*DATA SHOWN:*
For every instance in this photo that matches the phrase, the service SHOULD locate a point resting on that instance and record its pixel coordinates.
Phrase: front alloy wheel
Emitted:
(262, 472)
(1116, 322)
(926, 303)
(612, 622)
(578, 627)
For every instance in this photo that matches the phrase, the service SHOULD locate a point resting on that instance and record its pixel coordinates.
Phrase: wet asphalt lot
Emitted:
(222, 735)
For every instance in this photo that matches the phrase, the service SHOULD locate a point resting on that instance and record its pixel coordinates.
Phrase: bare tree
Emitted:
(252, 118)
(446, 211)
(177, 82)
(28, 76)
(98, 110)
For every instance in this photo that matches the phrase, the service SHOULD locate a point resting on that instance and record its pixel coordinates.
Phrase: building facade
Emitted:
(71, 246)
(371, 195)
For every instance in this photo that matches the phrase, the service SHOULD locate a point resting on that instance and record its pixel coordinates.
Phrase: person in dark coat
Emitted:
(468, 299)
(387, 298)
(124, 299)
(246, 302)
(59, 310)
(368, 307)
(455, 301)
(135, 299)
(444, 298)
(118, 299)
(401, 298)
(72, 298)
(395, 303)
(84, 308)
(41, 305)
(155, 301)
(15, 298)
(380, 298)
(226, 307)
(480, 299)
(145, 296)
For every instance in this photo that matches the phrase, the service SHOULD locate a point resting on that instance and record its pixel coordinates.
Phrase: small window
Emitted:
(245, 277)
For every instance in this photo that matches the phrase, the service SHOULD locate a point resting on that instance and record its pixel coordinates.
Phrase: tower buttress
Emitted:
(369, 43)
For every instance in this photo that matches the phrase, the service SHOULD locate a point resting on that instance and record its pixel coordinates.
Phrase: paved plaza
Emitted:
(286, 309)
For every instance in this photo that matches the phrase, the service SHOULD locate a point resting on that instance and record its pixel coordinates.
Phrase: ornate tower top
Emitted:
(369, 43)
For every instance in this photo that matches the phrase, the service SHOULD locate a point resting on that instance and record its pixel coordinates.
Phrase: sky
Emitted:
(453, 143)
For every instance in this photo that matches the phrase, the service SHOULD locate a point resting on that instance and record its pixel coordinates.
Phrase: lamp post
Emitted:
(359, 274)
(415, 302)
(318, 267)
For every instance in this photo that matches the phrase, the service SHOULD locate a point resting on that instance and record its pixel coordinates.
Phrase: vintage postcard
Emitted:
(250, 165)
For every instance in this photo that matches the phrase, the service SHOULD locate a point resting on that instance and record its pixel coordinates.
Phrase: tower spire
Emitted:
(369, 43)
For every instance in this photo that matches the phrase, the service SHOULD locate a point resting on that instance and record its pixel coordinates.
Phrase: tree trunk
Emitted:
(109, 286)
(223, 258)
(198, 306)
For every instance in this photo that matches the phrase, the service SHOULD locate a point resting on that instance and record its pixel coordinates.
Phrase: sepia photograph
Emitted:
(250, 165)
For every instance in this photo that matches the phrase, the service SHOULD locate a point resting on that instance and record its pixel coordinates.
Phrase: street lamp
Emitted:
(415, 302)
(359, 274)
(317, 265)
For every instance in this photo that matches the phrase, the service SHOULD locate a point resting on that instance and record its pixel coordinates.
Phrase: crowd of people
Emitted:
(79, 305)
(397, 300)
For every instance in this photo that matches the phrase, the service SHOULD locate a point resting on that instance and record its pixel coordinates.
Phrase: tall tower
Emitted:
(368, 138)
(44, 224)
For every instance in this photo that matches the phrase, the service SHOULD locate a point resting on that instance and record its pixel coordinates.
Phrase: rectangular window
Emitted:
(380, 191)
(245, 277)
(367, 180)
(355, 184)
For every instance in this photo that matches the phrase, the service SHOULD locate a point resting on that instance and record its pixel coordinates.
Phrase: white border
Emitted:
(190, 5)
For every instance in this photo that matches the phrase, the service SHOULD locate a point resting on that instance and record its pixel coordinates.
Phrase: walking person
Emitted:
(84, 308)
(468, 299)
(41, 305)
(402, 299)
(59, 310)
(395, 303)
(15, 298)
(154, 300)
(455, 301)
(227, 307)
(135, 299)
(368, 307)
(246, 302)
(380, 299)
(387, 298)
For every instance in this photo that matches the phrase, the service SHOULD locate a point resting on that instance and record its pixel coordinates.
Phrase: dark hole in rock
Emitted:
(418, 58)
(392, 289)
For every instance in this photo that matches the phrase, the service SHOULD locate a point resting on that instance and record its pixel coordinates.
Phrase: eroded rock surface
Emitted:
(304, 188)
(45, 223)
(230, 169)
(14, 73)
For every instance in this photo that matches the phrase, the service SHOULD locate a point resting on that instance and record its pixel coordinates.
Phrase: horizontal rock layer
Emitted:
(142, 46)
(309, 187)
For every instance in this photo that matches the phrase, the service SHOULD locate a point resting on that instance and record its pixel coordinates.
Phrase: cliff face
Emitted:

*TASK PROMPT:* The entries above need to be transcribed with no differences at all.

*REPLY TO THE EXERCISE:*
For every instance in this photo that matches the phrase, the service SHOULD locate a point resting on that instance and record its pixel coordinates.
Phrase: front alloy wheel
Emitted:
(262, 472)
(1116, 322)
(926, 303)
(612, 622)
(578, 627)
For every instance in this photo that matches the phrase, the service SHOULD locate a point resting on that instance and record its pixel coordinates.
Phrase: wet asphalt lot
Emitted:
(222, 735)
For every instance in this photo that matches the phrase, the service SHOULD locate a point resting on that instance and record its pixel coordinates.
Phrase: bare tree
Emitted:
(252, 118)
(446, 211)
(177, 82)
(28, 76)
(98, 110)
For every instance in this photo that matches the phrase, the service SHOULD locate a point resting on that instance and record its pixel coordinates.
Phrase: building facade
Emitted:
(71, 246)
(371, 195)
For every instance in this photo that matches the phrase, the service SHOULD locate a point resting on that instance and record its pixel coordinates.
Phrase: person in dark coat
Emitted:
(468, 299)
(387, 298)
(124, 299)
(246, 302)
(59, 310)
(368, 307)
(455, 301)
(135, 299)
(444, 298)
(118, 299)
(401, 298)
(72, 298)
(395, 303)
(84, 308)
(41, 305)
(155, 301)
(15, 298)
(380, 298)
(226, 307)
(480, 299)
(145, 296)
For every instance in this photo that matches the phrase, the service SHOULD locate a point resting on that instance and record its pixel coordinates.
Phrase: small window
Emitted:
(245, 277)
For every instance in this photo that matches the phrase, the service SHOULD locate a point resting on that instance and record its pixel coordinates.
Phrase: tower buttress
Emitted:
(369, 43)
For every instance in this photo that matches the phrase, the service SHOULD locate a point resting on that instance and record its pixel coordinates.
Phrase: paved plaza
Emitted:
(286, 309)
For every instance in this photo that matches the phrase, the service SHOULD locate a point resting on that instance and record its pixel coordinates.
Phrase: ornate tower top
Emitted:
(369, 43)
For every instance in this photo that matches the phrase, the service SHOULD locate a point resting on that instance and record its pixel coordinates.
Phrase: sky
Emitted:
(453, 143)
For every instance in this photo that matches the phrase, the service SHOULD locate a point resting on that instance and record its pixel coordinates.
Phrase: lamp post
Emitted:
(359, 274)
(415, 302)
(318, 267)
For every instance in this photo that matches the phrase, the service SHOULD locate a point resting on that instance and record its pixel coordinates.
Phrase: vintage postcard
Emitted:
(250, 165)
For every instance in this photo that matches the phrase, the service SHOULD locate a point resting on that instance and record its pixel coordinates.
Phrase: tower spire
Emitted:
(369, 43)
For every instance in this photo that matches the phrase, the service SHOULD locate a point resting on that instance and record its pixel coordinates.
Phrase: tree trunk
Emitted:
(109, 286)
(223, 258)
(198, 306)
For every instance in this photo that matches the phrase, the service SHOULD locate a point resting on that instance and record its pixel coordinates.
Phrase: sepia photograph
Emitted:
(250, 165)
For every instance in this photo that matches the phrase, the service SHOULD locate a point resting on that instance and record its pixel coordinates.
Phrase: street lamp
Emitted:
(415, 302)
(359, 274)
(317, 265)
For every instance in this photo that matches the phrase, the service SHOULD locate a point resting on that instance and record its pixel coordinates.
Phrase: crowd of people
Emitted:
(79, 305)
(397, 300)
For every instance in this photo that matches the phrase, the service SHOULD locate a point resting on that instance and record its pixel coordinates.
Phrase: tall tower
Emitted:
(368, 138)
(44, 224)
For every instance in this photo that matches the phrase, the service SHOULD locate a point resting on that instance and record its pixel coordinates.
Phrase: rectangular window
Emitted:
(380, 191)
(245, 277)
(367, 180)
(355, 184)
For every instance in this photo that matches the phrase, the service SHOULD locate a point resting on that instance and record its pixel coordinates.
Phrase: white border
Emitted:
(190, 5)
For every instance in this photo that matches the phrase, the service SHOULD locate a point resting on that instance and record its pixel coordinates.
Phrase: walking person
Emitted:
(84, 308)
(468, 299)
(41, 305)
(402, 299)
(59, 310)
(395, 303)
(15, 298)
(154, 300)
(455, 301)
(227, 307)
(135, 299)
(368, 307)
(246, 302)
(380, 299)
(387, 298)
For every instance in this photo that matches the phrase, the service SHOULD locate a point resting on that instance and record its pixel coordinates.
Phrase: dark hole in rock
Emitted:
(418, 58)
(392, 289)
For every instance in this photo that matches the phrase, the service SHOULD locate a point resting on that instance and record its pixel coordinates.
Phrase: eroded rock surface
Emitted:
(304, 188)
(45, 223)
(230, 169)
(14, 73)
For every instance in this photo that matches the phrase, the service SHOULD locate a point resting on that instance and record its pixel coordinates.
Phrase: horizontal rock layer
Emitted:
(142, 46)
(309, 187)
For every instance in this photo that matches the phrase, the service SHOULD locate a point resting on that instance and record its pixel coordinates.
Phrase: cliff face
Emitted:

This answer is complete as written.